Extracted records.
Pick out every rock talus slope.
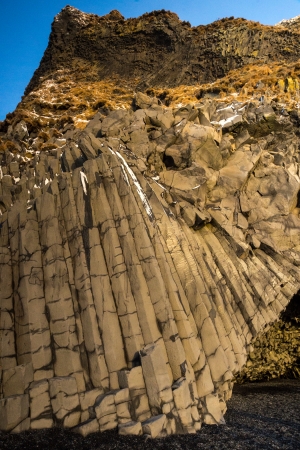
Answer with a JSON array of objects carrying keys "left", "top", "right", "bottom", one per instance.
[{"left": 0, "top": 7, "right": 300, "bottom": 438}]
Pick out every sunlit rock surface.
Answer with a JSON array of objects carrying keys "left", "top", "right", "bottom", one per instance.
[{"left": 0, "top": 88, "right": 300, "bottom": 438}]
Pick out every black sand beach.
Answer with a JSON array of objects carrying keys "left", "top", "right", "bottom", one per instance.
[{"left": 0, "top": 380, "right": 300, "bottom": 450}]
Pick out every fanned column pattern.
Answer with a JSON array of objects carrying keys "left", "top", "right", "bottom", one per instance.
[{"left": 0, "top": 99, "right": 300, "bottom": 438}]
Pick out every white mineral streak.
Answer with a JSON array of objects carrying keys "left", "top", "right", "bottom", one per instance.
[
  {"left": 116, "top": 152, "right": 154, "bottom": 220},
  {"left": 121, "top": 165, "right": 129, "bottom": 186},
  {"left": 80, "top": 172, "right": 88, "bottom": 195}
]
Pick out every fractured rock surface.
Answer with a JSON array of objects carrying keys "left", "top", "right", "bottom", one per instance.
[{"left": 0, "top": 94, "right": 300, "bottom": 438}]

PROBLEM DETAILS.
Reproduce all of the lines above word for word, leaving out the pictures.

FINAL RESULT.
Pick out every rock talus slope.
Answer with a JSON array of objects carrying keys "left", "top", "right", "bottom", one per instance.
[{"left": 0, "top": 7, "right": 300, "bottom": 438}]
Pick out every sunlit rock surface.
Answer with a JSON array of objects carrying keys "left", "top", "right", "bottom", one per instance.
[{"left": 0, "top": 88, "right": 300, "bottom": 438}]
Pick out every black sand beach.
Answer with a JSON array of objects carrying keys "left", "top", "right", "bottom", one per instance.
[{"left": 0, "top": 380, "right": 300, "bottom": 450}]
Pick out every fanned column pattern.
Answer with a JSON array of objects carrying keys "left", "top", "right", "bottom", one per instance.
[{"left": 0, "top": 99, "right": 300, "bottom": 438}]
Pick out every white mineral streak.
Answer with a JSON array of objects carrying keys "left", "top", "right", "bottom", one per instance.
[
  {"left": 116, "top": 152, "right": 154, "bottom": 220},
  {"left": 121, "top": 165, "right": 129, "bottom": 186},
  {"left": 80, "top": 172, "right": 88, "bottom": 195}
]
Pick out every fractured rock surface.
Answer with a JSON array of objects carrying keys "left", "top", "right", "bottom", one per instance.
[{"left": 0, "top": 94, "right": 300, "bottom": 438}]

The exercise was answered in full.